- **Written task**
Every record should be written out exactly, please.

-- BEGIN Extracted records --

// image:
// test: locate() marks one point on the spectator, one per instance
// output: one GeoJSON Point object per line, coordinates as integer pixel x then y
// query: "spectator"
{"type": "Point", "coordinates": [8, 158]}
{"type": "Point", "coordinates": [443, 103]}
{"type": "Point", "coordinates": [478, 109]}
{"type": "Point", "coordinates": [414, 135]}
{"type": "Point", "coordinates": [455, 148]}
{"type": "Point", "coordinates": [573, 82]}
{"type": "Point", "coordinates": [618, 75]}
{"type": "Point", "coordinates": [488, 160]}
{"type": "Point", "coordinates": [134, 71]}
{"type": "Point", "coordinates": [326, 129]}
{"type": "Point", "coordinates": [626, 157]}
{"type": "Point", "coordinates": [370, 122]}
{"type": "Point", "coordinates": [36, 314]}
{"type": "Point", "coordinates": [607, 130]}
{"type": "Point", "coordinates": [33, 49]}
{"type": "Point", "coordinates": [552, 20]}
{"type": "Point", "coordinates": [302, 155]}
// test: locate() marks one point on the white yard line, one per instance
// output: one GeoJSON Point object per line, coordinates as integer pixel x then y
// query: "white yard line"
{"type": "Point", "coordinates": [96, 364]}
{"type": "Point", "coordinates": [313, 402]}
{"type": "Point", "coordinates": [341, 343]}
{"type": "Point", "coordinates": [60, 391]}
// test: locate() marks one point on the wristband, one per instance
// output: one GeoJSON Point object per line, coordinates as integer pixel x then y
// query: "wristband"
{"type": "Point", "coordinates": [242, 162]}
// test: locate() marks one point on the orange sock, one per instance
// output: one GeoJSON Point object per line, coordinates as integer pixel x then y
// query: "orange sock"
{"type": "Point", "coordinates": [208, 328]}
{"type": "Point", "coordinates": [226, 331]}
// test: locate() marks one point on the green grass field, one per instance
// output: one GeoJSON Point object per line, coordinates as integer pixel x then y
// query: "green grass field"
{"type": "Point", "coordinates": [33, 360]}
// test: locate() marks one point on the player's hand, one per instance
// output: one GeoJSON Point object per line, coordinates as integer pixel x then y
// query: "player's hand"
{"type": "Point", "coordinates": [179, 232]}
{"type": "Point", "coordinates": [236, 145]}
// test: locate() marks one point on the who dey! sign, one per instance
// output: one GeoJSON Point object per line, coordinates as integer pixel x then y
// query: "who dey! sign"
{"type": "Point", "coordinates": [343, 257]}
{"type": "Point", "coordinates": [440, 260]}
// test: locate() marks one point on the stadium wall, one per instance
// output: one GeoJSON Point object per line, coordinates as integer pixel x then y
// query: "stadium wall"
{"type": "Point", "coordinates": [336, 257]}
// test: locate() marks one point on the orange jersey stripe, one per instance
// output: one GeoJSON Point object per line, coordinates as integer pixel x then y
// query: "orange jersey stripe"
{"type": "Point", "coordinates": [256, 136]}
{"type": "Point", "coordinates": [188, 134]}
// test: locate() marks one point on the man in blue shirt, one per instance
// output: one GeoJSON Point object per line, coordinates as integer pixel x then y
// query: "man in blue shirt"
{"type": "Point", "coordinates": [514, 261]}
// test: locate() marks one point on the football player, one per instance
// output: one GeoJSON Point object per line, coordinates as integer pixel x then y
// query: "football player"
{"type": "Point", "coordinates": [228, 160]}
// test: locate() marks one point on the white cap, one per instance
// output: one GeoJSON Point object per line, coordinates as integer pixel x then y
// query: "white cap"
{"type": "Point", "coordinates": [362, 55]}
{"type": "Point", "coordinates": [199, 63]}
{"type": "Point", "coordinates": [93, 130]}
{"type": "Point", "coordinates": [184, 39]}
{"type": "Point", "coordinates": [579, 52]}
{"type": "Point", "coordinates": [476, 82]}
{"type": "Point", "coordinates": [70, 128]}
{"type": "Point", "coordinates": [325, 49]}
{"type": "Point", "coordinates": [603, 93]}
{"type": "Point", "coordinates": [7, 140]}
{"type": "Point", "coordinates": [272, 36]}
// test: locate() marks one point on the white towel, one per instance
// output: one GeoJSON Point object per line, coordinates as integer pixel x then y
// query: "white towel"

-- END Extracted records --

- **Completed task**
// image:
// test: locate() marks one point on the spectator, one per instance
// output: one GeoJSON Point object per line, coordinates as integer pixel x then y
// query: "spectator"
{"type": "Point", "coordinates": [8, 158]}
{"type": "Point", "coordinates": [443, 103]}
{"type": "Point", "coordinates": [478, 109]}
{"type": "Point", "coordinates": [414, 135]}
{"type": "Point", "coordinates": [455, 148]}
{"type": "Point", "coordinates": [573, 82]}
{"type": "Point", "coordinates": [618, 75]}
{"type": "Point", "coordinates": [488, 160]}
{"type": "Point", "coordinates": [134, 71]}
{"type": "Point", "coordinates": [326, 129]}
{"type": "Point", "coordinates": [626, 157]}
{"type": "Point", "coordinates": [370, 122]}
{"type": "Point", "coordinates": [36, 314]}
{"type": "Point", "coordinates": [607, 130]}
{"type": "Point", "coordinates": [33, 49]}
{"type": "Point", "coordinates": [552, 20]}
{"type": "Point", "coordinates": [302, 155]}
// test: locate() marks one point on the white yard line, one per instance
// output: one GeoJSON Point object per line, coordinates as integer pixel x then y
// query: "white yard line"
{"type": "Point", "coordinates": [96, 364]}
{"type": "Point", "coordinates": [313, 402]}
{"type": "Point", "coordinates": [341, 343]}
{"type": "Point", "coordinates": [60, 391]}
// test: locate() marks one point on the wristband, one per instance
// output: one GeoJSON Point object per line, coordinates as integer pixel x then y
// query: "wristband"
{"type": "Point", "coordinates": [242, 162]}
// test: locate() marks one point on the orange sock, one per instance
// output: one GeoJSON Point object per line, coordinates as integer pixel x then y
// query: "orange sock"
{"type": "Point", "coordinates": [208, 328]}
{"type": "Point", "coordinates": [226, 331]}
// test: locate() marks one point on the green grass field, one per instance
// output: one GeoJSON Point object per line, coordinates as integer pixel x then y
// query: "green grass field"
{"type": "Point", "coordinates": [33, 360]}
// test: locate() marks one point on the player's hand, one per instance
// output: one GeoJSON Point object per line, coordinates as integer pixel x then y
// query: "player's hand"
{"type": "Point", "coordinates": [179, 232]}
{"type": "Point", "coordinates": [236, 145]}
// test: locate() marks one point on the who dey! sign, one per instance
// output: one GeoJSON Point object per line, coordinates as integer pixel x then y
// query: "who dey! sign"
{"type": "Point", "coordinates": [343, 257]}
{"type": "Point", "coordinates": [440, 260]}
// test: locate() marks one point on the stadium wall, one per instance
// output: one GeoJSON Point object per line, coordinates as integer pixel x then y
// query: "stadium wall"
{"type": "Point", "coordinates": [336, 257]}
// test: locate() marks one point on the orange jersey stripe, one per instance
// output: one GeoJSON Point object per line, coordinates as integer pixel x then y
// query: "orange jersey stripe"
{"type": "Point", "coordinates": [256, 136]}
{"type": "Point", "coordinates": [188, 134]}
// test: locate() marks one point on the man in blue shirt, one per instance
// output: one GeoJSON Point object per line, coordinates as integer pixel x then y
// query: "man in blue shirt"
{"type": "Point", "coordinates": [514, 261]}
// test: locate() marks one point on the football player, one per instance
// output: one GeoJSON Point object per line, coordinates as integer pixel x then y
// query: "football player"
{"type": "Point", "coordinates": [228, 160]}
// test: locate() marks one point on the white cap, one per instance
// output: one GeoJSON Point object per line, coordinates as integer pixel x then y
// query: "white cap"
{"type": "Point", "coordinates": [362, 55]}
{"type": "Point", "coordinates": [199, 63]}
{"type": "Point", "coordinates": [93, 130]}
{"type": "Point", "coordinates": [184, 39]}
{"type": "Point", "coordinates": [579, 52]}
{"type": "Point", "coordinates": [476, 82]}
{"type": "Point", "coordinates": [70, 128]}
{"type": "Point", "coordinates": [325, 49]}
{"type": "Point", "coordinates": [603, 93]}
{"type": "Point", "coordinates": [7, 140]}
{"type": "Point", "coordinates": [272, 36]}
// test: locate() marks one point on the white towel, one per instance
// output: one GeoJSON Point object per line, coordinates as integer pixel x then y
// query: "white towel"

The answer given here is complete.